- AIM OF THE EXERCISE
Return each line of the records below that contains the word "dark", matching case exactly.

- INPUT ROWS
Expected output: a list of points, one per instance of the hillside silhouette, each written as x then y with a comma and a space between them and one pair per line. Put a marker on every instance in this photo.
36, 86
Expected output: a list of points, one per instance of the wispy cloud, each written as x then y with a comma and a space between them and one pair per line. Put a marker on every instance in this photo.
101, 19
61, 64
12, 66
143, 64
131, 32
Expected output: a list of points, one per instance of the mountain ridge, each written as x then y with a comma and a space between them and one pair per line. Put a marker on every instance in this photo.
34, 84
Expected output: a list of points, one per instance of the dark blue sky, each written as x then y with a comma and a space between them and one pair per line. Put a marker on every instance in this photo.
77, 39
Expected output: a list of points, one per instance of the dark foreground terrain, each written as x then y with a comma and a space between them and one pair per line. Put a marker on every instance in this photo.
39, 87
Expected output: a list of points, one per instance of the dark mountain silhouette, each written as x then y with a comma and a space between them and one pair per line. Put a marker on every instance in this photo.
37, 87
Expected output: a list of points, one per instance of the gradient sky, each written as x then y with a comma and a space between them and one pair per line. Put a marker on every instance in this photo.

---

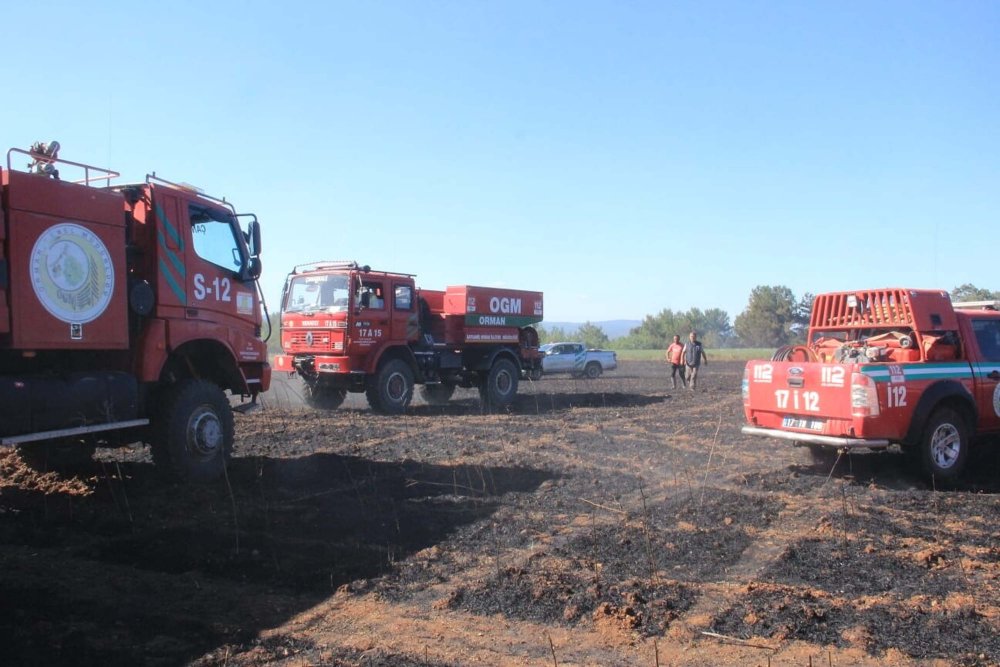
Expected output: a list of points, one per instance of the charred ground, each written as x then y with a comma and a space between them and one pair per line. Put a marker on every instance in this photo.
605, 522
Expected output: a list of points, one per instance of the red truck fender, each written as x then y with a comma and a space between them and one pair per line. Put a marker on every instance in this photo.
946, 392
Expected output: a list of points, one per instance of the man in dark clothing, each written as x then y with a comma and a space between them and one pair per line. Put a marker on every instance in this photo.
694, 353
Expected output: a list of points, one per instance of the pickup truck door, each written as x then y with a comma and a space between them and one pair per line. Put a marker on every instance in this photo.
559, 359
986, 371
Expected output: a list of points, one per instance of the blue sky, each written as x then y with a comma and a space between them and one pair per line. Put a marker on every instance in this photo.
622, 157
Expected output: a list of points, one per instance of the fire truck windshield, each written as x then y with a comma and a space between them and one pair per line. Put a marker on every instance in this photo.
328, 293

- RESULT FOR THIS EXERCISE
Expected output: a list of points, one per instance of the dark blue sky, each written as x then y with a comma and a space between them and one pair per line. Put a marker on every instance in this photo.
Expected output: a list of points, one per instance of the dark foreground terrain, each written as x then y with a comma and a space between them and one pair per line. Put a marker on every instance in this photo.
Expected output: a list of points, one per instance of the dark mountain silhouette, each written as x then y with a comma and a space between them and one pair per line. Put a marker on every instance in this photo.
Expected output: a list of points, one per instance of the man in dark clothing, each written as x then y with a comma and a space between them and one pair per line. Put a marker on every instance in this photo.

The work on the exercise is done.